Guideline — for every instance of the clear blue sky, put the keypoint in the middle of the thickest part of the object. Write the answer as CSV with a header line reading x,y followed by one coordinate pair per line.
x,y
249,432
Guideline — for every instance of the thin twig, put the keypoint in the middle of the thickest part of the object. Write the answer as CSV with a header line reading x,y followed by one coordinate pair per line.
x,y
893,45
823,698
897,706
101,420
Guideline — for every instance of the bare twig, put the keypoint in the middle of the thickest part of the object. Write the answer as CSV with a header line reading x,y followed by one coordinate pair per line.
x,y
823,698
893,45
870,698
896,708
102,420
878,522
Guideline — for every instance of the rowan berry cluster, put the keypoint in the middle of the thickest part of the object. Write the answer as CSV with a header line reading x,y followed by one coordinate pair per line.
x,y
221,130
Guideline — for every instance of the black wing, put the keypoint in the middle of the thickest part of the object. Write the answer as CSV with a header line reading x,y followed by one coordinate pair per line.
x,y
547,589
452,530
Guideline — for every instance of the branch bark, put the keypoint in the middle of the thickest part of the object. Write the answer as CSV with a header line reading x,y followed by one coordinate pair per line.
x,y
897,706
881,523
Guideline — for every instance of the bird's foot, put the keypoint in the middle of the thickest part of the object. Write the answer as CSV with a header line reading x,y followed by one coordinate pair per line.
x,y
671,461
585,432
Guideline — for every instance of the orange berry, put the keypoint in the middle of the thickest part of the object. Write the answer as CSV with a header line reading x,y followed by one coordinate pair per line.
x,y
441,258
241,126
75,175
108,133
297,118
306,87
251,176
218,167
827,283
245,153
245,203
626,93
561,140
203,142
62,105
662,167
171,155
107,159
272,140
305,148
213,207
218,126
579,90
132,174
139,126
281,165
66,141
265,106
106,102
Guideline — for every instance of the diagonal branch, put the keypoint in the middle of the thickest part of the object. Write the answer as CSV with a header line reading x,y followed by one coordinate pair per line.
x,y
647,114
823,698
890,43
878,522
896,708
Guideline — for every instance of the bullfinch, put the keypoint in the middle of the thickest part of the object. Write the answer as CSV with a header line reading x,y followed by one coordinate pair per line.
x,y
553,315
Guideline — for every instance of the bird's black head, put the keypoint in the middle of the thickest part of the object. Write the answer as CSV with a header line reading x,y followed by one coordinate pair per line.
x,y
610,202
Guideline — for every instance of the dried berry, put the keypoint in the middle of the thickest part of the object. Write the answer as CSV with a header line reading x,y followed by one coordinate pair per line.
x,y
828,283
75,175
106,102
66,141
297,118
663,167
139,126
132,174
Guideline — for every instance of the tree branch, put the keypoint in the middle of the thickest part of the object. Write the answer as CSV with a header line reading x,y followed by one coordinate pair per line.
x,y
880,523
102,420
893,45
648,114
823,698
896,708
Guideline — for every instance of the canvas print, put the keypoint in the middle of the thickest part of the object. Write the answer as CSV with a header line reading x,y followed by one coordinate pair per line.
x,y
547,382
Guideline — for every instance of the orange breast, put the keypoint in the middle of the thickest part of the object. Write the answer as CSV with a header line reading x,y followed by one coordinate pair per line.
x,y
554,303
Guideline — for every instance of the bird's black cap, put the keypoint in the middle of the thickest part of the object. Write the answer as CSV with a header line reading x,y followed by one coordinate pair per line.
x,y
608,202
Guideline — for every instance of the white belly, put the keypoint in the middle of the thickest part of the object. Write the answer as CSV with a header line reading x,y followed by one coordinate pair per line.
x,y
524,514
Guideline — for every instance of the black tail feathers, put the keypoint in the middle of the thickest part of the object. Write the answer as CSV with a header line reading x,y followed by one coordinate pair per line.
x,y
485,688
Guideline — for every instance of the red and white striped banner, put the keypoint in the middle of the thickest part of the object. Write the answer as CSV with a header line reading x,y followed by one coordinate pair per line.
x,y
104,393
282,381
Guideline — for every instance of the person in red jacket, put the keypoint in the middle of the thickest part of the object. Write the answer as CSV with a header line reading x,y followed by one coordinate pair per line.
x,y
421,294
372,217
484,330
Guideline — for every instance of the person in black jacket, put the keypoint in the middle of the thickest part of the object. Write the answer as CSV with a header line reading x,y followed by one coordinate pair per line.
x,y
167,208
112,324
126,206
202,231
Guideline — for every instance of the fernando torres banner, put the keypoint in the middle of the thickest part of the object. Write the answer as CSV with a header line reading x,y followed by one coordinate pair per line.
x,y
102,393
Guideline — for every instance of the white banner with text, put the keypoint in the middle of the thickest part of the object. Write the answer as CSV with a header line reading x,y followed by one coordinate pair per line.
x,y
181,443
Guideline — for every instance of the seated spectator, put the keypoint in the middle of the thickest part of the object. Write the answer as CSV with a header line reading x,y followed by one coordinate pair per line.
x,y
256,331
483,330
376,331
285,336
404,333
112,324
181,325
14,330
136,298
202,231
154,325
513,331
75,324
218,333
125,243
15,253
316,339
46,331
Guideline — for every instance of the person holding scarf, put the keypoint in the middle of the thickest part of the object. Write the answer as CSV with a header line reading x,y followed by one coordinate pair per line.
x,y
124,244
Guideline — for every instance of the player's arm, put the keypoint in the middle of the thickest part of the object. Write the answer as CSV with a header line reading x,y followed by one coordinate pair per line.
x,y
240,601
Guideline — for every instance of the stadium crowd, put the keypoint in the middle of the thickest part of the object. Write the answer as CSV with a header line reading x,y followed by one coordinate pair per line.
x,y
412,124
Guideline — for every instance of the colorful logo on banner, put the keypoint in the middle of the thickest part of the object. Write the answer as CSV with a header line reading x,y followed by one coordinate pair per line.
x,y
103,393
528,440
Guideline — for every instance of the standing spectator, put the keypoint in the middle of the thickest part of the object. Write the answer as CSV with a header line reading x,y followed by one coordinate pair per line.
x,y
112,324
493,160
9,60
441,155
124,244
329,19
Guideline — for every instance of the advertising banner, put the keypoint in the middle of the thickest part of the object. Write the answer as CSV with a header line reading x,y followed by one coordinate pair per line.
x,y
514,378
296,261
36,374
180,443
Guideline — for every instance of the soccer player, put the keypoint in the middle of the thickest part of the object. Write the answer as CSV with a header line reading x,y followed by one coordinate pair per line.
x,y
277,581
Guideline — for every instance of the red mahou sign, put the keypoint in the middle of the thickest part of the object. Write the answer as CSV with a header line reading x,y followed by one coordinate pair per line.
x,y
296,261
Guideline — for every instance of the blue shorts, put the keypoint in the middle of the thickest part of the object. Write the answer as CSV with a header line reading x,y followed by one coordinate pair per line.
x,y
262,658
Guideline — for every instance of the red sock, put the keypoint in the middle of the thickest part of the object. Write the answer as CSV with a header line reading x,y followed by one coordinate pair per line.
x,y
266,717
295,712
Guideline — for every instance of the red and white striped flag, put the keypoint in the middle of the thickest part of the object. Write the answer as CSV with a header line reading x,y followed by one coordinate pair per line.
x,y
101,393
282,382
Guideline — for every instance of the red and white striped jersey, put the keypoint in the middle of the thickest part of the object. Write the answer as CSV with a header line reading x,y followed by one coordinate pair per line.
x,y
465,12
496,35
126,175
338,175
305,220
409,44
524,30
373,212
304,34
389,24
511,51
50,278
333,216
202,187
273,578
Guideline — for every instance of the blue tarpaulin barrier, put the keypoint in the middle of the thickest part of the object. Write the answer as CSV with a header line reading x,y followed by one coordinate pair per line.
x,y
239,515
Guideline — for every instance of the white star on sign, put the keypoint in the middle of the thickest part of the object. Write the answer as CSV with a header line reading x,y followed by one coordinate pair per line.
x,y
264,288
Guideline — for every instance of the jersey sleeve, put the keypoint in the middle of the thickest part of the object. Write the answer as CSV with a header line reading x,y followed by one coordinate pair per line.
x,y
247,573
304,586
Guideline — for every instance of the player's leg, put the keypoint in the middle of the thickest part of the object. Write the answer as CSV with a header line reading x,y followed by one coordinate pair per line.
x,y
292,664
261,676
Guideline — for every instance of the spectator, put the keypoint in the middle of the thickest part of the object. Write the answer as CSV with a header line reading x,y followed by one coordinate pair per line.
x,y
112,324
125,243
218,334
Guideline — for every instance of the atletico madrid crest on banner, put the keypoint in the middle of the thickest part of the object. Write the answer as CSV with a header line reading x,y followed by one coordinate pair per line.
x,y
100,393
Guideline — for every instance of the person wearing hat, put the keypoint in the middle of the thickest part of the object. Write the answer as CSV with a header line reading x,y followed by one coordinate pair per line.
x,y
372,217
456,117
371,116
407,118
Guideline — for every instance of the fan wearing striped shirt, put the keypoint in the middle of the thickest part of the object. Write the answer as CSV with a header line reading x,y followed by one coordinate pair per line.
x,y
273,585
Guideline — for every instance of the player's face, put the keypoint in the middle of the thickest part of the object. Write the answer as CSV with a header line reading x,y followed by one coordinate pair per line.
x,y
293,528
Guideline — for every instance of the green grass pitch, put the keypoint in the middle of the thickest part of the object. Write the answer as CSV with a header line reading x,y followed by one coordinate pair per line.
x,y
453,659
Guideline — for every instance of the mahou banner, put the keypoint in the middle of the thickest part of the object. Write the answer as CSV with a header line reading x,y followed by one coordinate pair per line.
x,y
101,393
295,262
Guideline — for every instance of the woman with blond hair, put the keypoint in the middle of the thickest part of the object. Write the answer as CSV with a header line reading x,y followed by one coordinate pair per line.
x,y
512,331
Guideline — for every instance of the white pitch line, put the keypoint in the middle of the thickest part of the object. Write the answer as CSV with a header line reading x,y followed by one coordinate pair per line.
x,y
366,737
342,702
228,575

┄┄┄┄┄┄

EXERCISE PROMPT
Please rewrite the listing from the line containing "Guideline — for every instance of the white pitch" through the end of the listing, replacing "thickest" with "widest" and leaving everything else unchanged.

COMPLETED EXERCISE
Guideline — for every instance of the white pitch line, put the keypoint in the middle of the widest part of the object. Write the answer as CSV with a header line reading x,y followed by one coordinate pair per line.
x,y
366,737
342,702
228,575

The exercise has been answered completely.